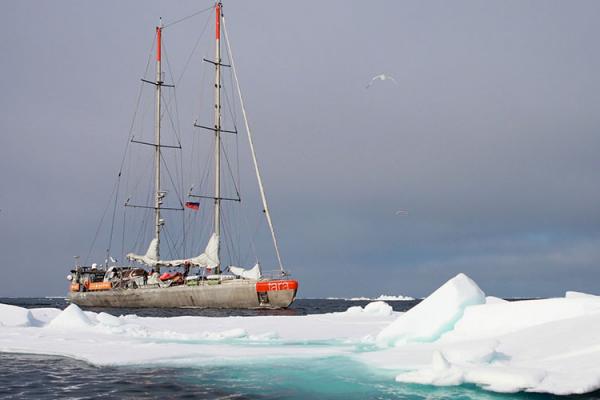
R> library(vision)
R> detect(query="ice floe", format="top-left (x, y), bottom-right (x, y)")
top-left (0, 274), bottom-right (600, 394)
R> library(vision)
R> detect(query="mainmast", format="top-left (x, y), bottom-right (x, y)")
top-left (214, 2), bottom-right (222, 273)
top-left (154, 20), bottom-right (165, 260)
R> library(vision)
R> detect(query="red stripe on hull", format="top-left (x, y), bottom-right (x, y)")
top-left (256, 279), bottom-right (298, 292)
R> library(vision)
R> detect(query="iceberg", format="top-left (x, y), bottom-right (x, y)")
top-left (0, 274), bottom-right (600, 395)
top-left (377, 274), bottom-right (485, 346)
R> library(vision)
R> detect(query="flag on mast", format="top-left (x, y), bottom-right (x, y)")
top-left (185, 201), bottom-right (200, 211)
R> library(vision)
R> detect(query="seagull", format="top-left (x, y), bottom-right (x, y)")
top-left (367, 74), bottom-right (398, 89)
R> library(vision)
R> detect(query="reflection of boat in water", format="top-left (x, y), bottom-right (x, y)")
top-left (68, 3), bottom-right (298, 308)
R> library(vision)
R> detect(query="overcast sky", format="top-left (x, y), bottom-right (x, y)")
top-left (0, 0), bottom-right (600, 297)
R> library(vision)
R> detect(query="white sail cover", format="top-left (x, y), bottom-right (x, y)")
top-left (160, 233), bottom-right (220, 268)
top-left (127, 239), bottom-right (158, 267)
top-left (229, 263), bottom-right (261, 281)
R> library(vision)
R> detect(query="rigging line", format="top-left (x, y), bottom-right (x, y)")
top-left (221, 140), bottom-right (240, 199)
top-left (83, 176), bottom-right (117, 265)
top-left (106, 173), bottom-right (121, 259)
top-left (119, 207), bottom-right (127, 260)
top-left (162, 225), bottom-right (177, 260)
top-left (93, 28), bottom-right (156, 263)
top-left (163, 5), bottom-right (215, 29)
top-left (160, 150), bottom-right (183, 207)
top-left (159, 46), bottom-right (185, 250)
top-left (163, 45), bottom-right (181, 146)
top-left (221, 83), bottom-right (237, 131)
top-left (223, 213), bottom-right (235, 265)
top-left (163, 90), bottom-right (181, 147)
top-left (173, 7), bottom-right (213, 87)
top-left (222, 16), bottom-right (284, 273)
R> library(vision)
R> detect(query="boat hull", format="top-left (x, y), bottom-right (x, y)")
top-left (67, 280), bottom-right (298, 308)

____________

DIRECTION: Please rename "detect" to "locate" in all the items above and write them out again with nothing else changed, leaving out the pictures.

THE RESULT:
R> library(vision)
R> locate(query="ice floe", format="top-left (x, y), bottom-right (x, y)")
top-left (0, 274), bottom-right (600, 394)
R> library(vision)
R> locate(query="mainmast", format="top-left (x, y), bottom-right (x, y)")
top-left (214, 2), bottom-right (222, 273)
top-left (154, 20), bottom-right (165, 260)
R> library(vision)
R> locate(query="red stripe on hull", format="top-left (x, y), bottom-right (x, y)")
top-left (256, 279), bottom-right (298, 292)
R> library(vision)
R> locate(query="iceberg", format="top-left (x, y), bottom-right (x, y)")
top-left (0, 274), bottom-right (600, 395)
top-left (377, 274), bottom-right (485, 346)
R> library(vision)
R> locate(query="flag on mast", format="top-left (x, y), bottom-right (x, y)")
top-left (185, 201), bottom-right (200, 211)
R> library(vision)
R> locate(query="seagull", format="top-left (x, y), bottom-right (x, y)")
top-left (367, 74), bottom-right (398, 89)
R> library(vision)
R> locate(query="reflection of boat in water", format="top-left (x, y), bottom-right (x, y)")
top-left (68, 3), bottom-right (298, 308)
R> library(vision)
R> locate(query="overcast sky", format="top-left (x, y), bottom-right (x, y)")
top-left (0, 0), bottom-right (600, 297)
R> library(vision)
R> locate(query="white sail cover", format="top-left (x, y), bottom-right (x, y)")
top-left (160, 233), bottom-right (220, 268)
top-left (127, 239), bottom-right (158, 267)
top-left (229, 263), bottom-right (261, 281)
R> library(vision)
R> locate(query="rigging line", format="top-left (x, y), bottom-right (x, y)")
top-left (221, 140), bottom-right (240, 199)
top-left (83, 176), bottom-right (117, 265)
top-left (106, 173), bottom-right (121, 259)
top-left (119, 207), bottom-right (127, 260)
top-left (162, 225), bottom-right (177, 260)
top-left (93, 28), bottom-right (156, 263)
top-left (163, 5), bottom-right (215, 29)
top-left (160, 150), bottom-right (183, 207)
top-left (159, 46), bottom-right (185, 250)
top-left (163, 45), bottom-right (181, 146)
top-left (221, 83), bottom-right (237, 131)
top-left (223, 213), bottom-right (235, 265)
top-left (163, 90), bottom-right (181, 147)
top-left (173, 7), bottom-right (213, 87)
top-left (222, 16), bottom-right (284, 273)
R> library(vision)
R> locate(query="boat hull", format="top-left (x, y), bottom-right (x, y)")
top-left (67, 280), bottom-right (298, 308)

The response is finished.